Please repeat, exactly as written, the line containing "step with a point in the photo above." and every line after it through the end of the records below.

Stored items from a collection
● ● ● ●

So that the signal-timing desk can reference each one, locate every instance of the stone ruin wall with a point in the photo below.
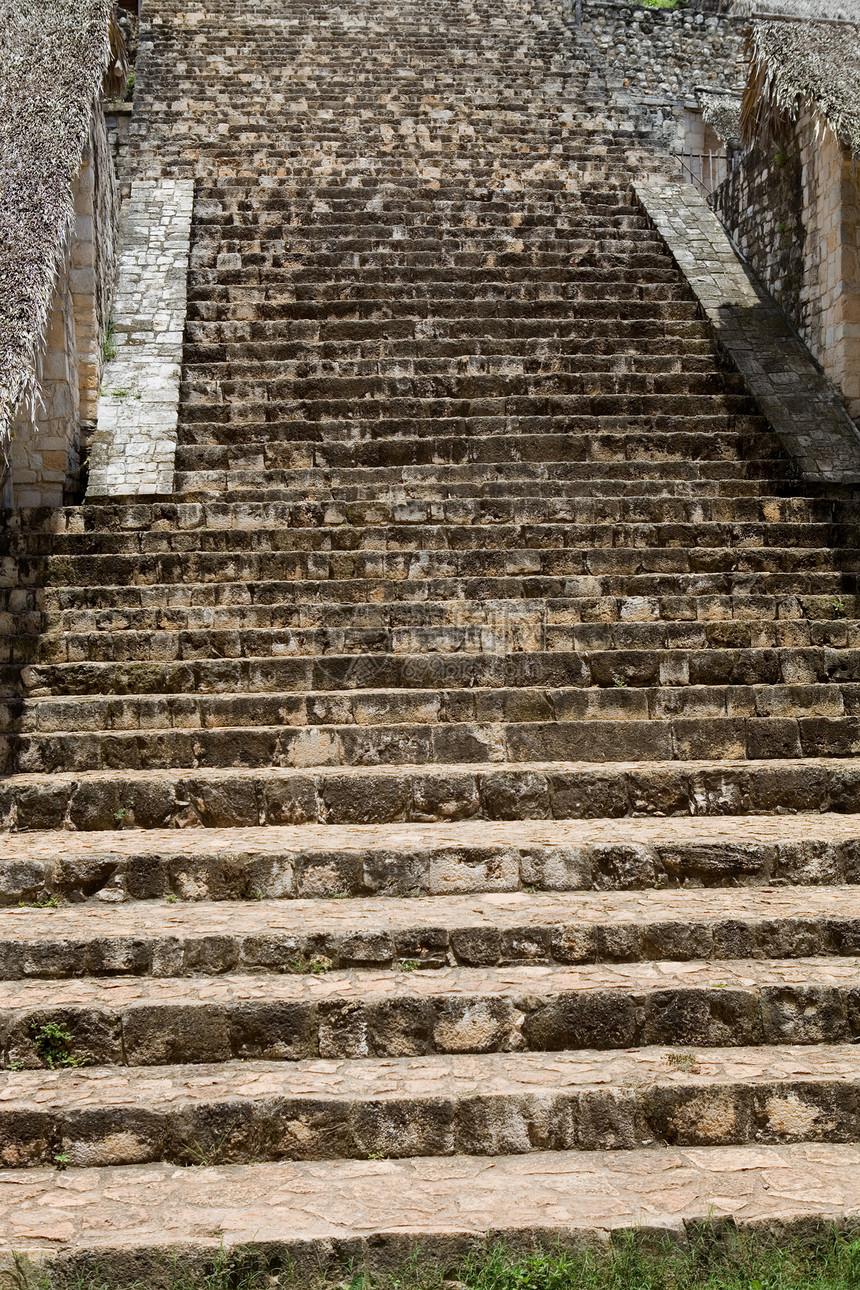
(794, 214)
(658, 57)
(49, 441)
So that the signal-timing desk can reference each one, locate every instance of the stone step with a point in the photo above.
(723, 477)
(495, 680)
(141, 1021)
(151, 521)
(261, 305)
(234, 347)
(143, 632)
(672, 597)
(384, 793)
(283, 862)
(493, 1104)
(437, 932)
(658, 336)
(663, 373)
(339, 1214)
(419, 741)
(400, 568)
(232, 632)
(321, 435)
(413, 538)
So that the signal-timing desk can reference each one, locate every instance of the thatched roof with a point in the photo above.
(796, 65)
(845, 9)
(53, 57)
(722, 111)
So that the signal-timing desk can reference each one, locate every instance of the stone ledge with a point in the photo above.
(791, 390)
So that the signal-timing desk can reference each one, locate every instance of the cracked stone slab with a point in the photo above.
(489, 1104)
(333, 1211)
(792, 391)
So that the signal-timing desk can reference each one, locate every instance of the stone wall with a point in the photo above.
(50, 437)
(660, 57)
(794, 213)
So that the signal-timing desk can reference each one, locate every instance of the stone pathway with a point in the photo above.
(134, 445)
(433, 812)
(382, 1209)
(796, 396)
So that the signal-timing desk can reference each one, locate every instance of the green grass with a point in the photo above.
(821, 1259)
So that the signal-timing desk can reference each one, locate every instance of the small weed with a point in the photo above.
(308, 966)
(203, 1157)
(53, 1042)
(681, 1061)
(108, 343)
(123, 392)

● ● ● ●

__RESPONSE__:
So that the signal-timing desk can reference each one, locate every instance of the stone step with a point in the photo above.
(723, 477)
(495, 680)
(141, 1021)
(151, 521)
(261, 305)
(234, 347)
(143, 632)
(672, 597)
(384, 793)
(283, 862)
(493, 1104)
(437, 932)
(658, 336)
(663, 373)
(339, 1214)
(419, 741)
(400, 568)
(232, 632)
(321, 435)
(413, 538)
So that the signal-timing desk can reference each one, locate every instance of the thatched roof with a point in the photo above.
(796, 65)
(845, 9)
(53, 57)
(722, 111)
So that the signal-timing desk can reference each one, locate every instance of the stone ledge with a point in the photo above.
(791, 390)
So that the signal-timing desk can reference each one, locate every instance of the cracked stone slab with a point in the photo above.
(489, 1104)
(333, 1211)
(792, 391)
So that the signal-timing desk can reference each one, locate every instance of the stone wall with a point in the photo above.
(50, 437)
(660, 57)
(794, 213)
So that the signal-timing desk can reference each one, locate every instance of the stone pathway with a point in the photo above.
(134, 445)
(433, 812)
(382, 1209)
(796, 396)
So that the signal-timing desk can reference each one, locate every instance of the green grass with a point in the photo above.
(821, 1259)
So that the signal-timing desk can reference each one, locate every instance of the small weed with a point in the photo above.
(308, 966)
(203, 1157)
(53, 1042)
(681, 1061)
(108, 343)
(123, 392)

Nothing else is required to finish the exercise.